**Source text:**

-- begin --

Generic articles on "MCA debt relief" tend to treat consolidation, reverse consolidation, and SBA refinancing as interchangeable options. They are not. Reverse consolidation does not extinguish the original advance. Most products marketed as "MCA consolidation loans" are reverse consolidations sold under a friendlier name. And as of June 2025, SBA refinancing of MCAs is not available at all.

The other consistent error is skipping reconciliation. Reconciliation is the cheapest path because it costs you nothing to attempt, the clause already exists in your contract, and a successful adjustment lowers your daily debit without taking on new debt. Articles that lead with "settlement" or "consolidation" miss the order of operations.

The third error is conflating attorneys with debt-settlement vendors. The FTC Telemarketing Sales Rule restricts upfront fees by debt-relief companies. Law firms operate under different rules. The functional difference: a law firm can file motions, raise usury defenses, and challenge a confession of judgment in court. A settlement vendor sends letters. Funders know the difference and price their settlement positions accordingly.

-- end --

**Data extract:**
-- begin --

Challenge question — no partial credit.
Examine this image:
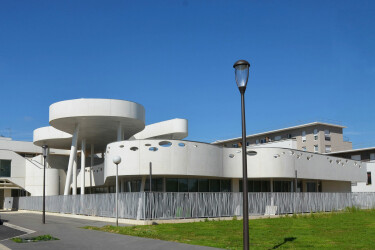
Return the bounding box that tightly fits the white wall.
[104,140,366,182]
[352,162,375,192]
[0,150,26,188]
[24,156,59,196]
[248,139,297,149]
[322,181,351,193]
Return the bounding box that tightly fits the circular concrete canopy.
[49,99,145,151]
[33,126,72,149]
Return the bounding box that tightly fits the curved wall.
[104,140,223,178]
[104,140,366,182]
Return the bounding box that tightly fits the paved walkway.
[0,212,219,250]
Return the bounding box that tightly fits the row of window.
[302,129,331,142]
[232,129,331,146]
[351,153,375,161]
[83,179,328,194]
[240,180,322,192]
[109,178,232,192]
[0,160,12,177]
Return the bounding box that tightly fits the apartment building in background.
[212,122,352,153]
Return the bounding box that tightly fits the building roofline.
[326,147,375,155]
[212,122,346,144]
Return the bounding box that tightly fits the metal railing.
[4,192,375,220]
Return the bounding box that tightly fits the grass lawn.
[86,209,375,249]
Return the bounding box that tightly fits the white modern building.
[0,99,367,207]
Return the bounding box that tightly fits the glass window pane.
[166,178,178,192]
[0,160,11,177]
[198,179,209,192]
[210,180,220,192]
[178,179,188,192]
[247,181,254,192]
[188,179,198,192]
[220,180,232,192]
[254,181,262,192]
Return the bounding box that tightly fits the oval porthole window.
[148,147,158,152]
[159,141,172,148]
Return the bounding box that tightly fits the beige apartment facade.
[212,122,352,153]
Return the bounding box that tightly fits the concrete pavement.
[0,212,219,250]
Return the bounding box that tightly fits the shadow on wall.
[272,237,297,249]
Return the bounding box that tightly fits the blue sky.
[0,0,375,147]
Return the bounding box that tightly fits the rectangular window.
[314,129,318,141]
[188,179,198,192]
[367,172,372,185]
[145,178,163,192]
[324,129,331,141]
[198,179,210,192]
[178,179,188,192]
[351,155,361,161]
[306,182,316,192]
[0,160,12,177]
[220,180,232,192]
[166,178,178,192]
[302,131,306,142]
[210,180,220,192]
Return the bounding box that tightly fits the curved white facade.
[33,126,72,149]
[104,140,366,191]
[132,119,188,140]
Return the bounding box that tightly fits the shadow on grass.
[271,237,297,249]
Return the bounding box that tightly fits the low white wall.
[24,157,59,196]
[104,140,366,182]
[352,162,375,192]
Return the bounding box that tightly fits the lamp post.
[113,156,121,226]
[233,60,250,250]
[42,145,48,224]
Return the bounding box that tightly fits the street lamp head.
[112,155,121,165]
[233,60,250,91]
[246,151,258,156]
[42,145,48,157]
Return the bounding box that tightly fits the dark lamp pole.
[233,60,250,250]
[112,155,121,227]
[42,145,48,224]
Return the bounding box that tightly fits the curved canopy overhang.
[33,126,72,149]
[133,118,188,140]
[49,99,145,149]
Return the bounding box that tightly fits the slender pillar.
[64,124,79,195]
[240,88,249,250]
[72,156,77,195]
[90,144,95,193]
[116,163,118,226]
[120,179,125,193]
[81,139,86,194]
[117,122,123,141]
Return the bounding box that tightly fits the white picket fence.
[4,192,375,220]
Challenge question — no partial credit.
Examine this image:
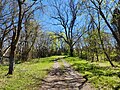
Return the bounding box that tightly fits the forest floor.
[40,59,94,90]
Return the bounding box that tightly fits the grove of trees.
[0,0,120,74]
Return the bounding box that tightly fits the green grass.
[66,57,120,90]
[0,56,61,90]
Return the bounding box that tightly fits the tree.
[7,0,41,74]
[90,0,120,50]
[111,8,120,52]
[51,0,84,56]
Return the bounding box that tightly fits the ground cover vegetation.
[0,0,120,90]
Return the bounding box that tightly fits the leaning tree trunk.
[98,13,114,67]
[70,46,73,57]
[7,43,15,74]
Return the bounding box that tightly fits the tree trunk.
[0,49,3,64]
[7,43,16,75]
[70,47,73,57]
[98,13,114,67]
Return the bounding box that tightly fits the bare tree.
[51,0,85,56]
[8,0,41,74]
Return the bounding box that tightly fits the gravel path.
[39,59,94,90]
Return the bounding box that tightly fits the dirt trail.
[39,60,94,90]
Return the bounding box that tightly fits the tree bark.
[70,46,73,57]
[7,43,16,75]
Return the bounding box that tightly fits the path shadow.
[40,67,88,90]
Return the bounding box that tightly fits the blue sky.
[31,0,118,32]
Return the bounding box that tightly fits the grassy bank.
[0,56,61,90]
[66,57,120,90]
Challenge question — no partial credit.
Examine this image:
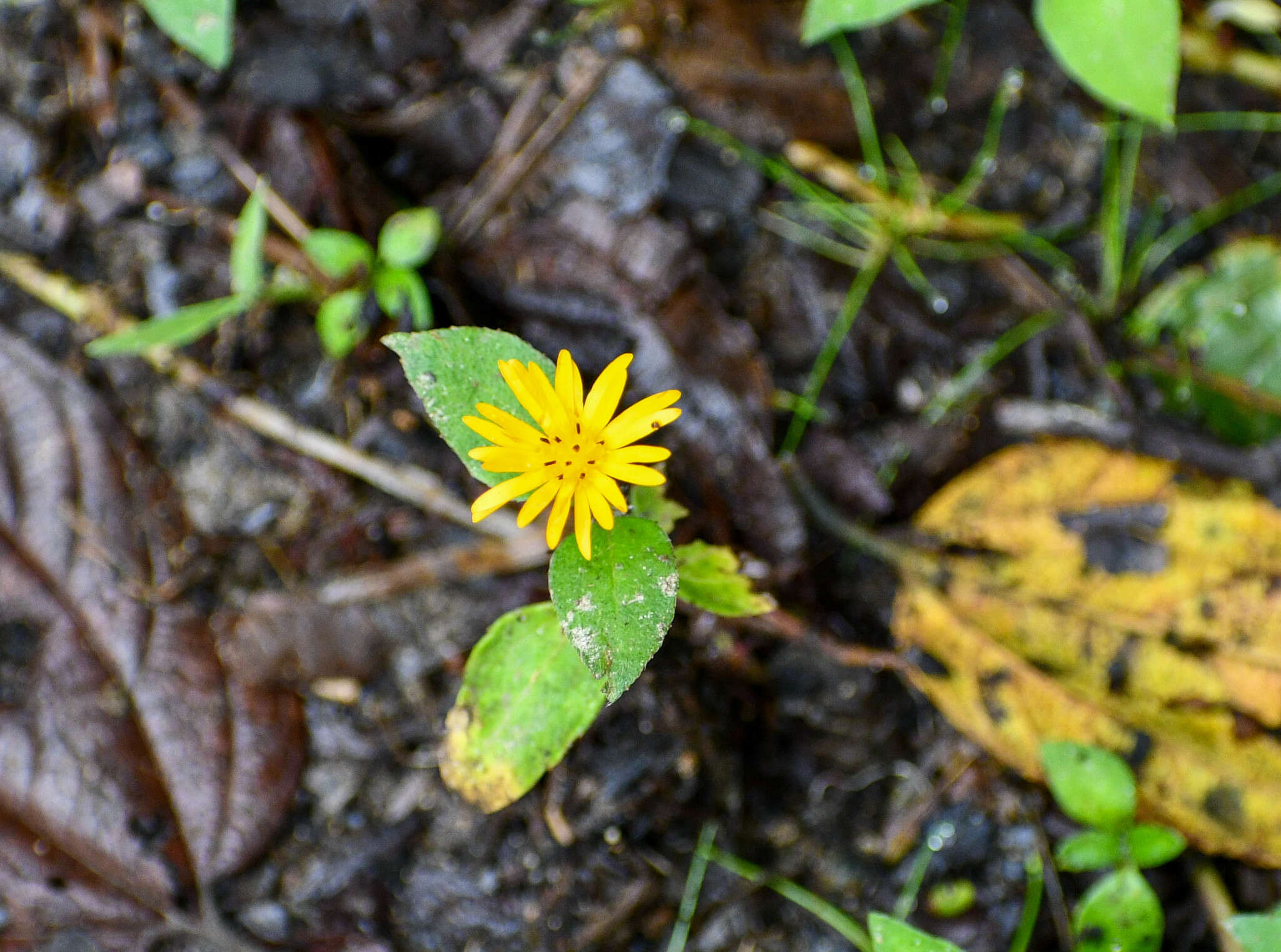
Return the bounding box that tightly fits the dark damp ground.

-- end --

**Short task 1:** In the listing, rewrite everything from the line containing "Return the bounding box that tightly fits the lamp" down to the line containing "[49,99,145,149]", changing "canopy overhang" to "roof overhang" and leaving the rest the same.
**Short task 2:** Carry the passage on MCA debt relief forward, starting right after its last sentence.

**Right answer 1:**
Return the bounding box that tightly fits the lamp post.
[113,156,121,226]
[233,60,250,250]
[42,145,48,224]
Return the bounding box that tightly fits the street lamp head.
[112,155,121,165]
[233,60,250,91]
[246,151,258,156]
[42,145,48,157]
Return the bounding box that tightly fits the dark lamp pole.
[233,60,250,250]
[112,155,121,227]
[42,145,48,224]
Return the bounding box that tightly fits the curved roof overhang.
[33,126,72,149]
[133,118,188,140]
[49,99,145,149]

**Right answer 2:**
What to do in the first 72 hours after a missed payment

If your account just NSFed on an MCA debit, the funder's system is already running automated retry logic against your bank. Speed matters. Do this in order:

1. Read your contract before moving operating cash. Many MCA contracts require that revenue flow through a specific operating account. If yours does and you move funds elsewhere without authorization, you create a separate breach the funder can use against you. 2. Send a written reconciliation request the same day. Cite the contract section, attach the most recent 30 to 60 days of bank statements, and request the recalculation in writing. Time-stamp matters. 3. Communicate in writing only. Do not call the funder's collections line. Anything said on a recorded call is logged and can be used against you in a later settlement conversation. 4. Engage a small business attorney with MCA experience. Most offer a paid initial consultation in the $200 to $500 range. Avoid debt-settlement companies that promise resolution for a flat upfront fee, particularly if they cold-called you. 5. Pull every active MCA contract. List the daily debit, factor rate, balance, reconciliation procedure, and any confession of judgment language for each position. This is the file your attorney will need at the first meeting.

The difference between borrowers who settle for 40 percent and borrowers who lose their personal guarantees often comes down to how the first 72 hours were handled.

This article is for informational purposes only and does not constitute financial, legal, or investment advice — consult a licensed professional before making acquisition or financing decisions.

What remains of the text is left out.